• _Given instruction_: Copy the data below, starting at the line that contains "Hand the pointer a phrase and the photo below, and" and continuing through the final line. Leave the pictures out.

• _Exercise material_:
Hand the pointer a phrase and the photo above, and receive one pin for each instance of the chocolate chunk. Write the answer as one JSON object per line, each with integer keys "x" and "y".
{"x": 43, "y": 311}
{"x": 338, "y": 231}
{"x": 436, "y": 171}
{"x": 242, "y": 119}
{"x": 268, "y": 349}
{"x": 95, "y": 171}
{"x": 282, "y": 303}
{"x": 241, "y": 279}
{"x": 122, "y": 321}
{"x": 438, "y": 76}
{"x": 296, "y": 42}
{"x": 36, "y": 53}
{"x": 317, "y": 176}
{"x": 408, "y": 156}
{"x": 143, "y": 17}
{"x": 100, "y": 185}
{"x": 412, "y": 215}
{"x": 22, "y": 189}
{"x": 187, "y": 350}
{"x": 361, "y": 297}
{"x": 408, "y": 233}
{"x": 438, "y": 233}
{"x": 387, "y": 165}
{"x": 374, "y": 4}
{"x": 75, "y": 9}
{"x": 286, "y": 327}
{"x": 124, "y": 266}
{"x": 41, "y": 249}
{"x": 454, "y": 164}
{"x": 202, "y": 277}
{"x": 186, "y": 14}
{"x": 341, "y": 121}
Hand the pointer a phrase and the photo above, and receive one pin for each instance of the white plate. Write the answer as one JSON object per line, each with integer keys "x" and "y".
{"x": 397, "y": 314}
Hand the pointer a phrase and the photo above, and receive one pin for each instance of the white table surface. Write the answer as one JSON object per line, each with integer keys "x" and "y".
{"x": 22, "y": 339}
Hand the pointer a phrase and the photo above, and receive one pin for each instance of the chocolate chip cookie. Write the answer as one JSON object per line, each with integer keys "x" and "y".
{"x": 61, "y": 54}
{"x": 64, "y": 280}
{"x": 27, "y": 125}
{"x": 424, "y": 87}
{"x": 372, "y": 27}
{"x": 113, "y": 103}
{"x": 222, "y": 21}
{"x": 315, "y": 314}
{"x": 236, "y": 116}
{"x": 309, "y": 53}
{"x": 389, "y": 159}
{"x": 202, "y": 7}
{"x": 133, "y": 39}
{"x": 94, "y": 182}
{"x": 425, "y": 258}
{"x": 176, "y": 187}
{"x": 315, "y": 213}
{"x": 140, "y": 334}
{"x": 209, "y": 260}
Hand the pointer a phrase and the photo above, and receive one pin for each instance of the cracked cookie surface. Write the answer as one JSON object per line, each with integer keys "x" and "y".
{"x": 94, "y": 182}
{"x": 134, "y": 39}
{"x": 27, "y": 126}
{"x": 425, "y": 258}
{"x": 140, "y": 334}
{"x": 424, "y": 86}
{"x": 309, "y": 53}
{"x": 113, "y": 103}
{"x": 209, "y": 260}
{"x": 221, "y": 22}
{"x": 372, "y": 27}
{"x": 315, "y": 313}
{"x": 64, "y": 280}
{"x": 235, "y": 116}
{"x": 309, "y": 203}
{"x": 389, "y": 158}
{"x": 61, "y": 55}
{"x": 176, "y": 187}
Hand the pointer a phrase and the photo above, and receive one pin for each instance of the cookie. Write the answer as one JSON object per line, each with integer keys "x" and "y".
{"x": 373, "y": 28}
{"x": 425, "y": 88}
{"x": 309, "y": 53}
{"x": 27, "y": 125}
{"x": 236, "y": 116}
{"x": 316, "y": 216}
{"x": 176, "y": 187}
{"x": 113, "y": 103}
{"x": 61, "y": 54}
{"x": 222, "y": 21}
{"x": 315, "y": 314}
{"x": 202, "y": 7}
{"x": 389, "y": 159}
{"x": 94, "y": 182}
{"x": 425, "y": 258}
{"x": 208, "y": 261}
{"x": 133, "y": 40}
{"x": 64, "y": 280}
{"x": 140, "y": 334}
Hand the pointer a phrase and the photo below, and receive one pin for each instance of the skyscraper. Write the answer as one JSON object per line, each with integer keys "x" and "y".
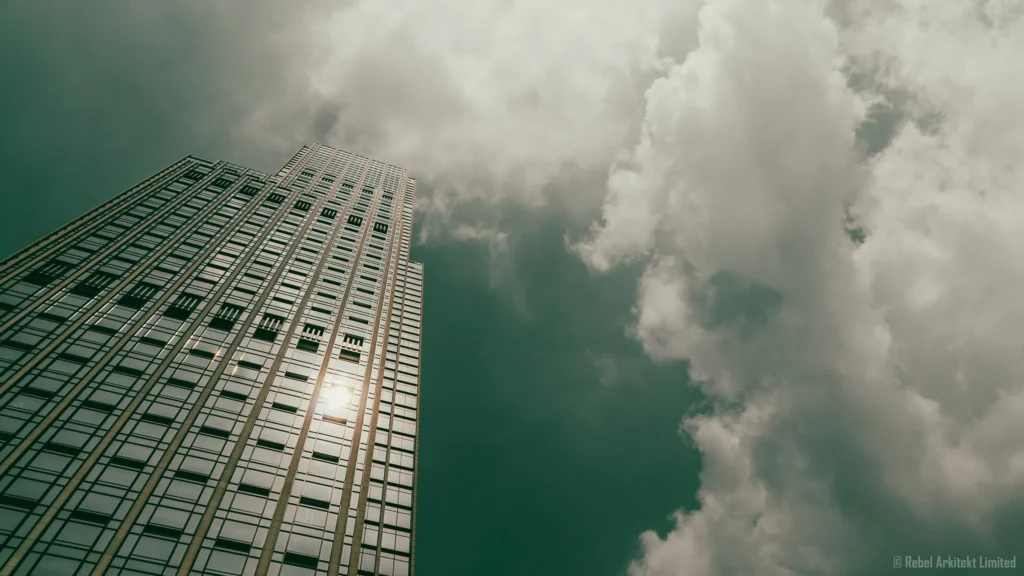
{"x": 216, "y": 372}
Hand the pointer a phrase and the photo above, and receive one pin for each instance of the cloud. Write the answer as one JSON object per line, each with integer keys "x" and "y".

• _In response_:
Hand the pointer a phrase and the photo below, and receive one pin for each instance of the skyscraper. Write the answer as one JSON object per line, each with integer keys "x" and "y".
{"x": 216, "y": 372}
Hand the pointer a phrase and the photo above, and receive one pin for each instance of the cloud. Write the answer as one JSON object per line, each with integer keys "x" and "y".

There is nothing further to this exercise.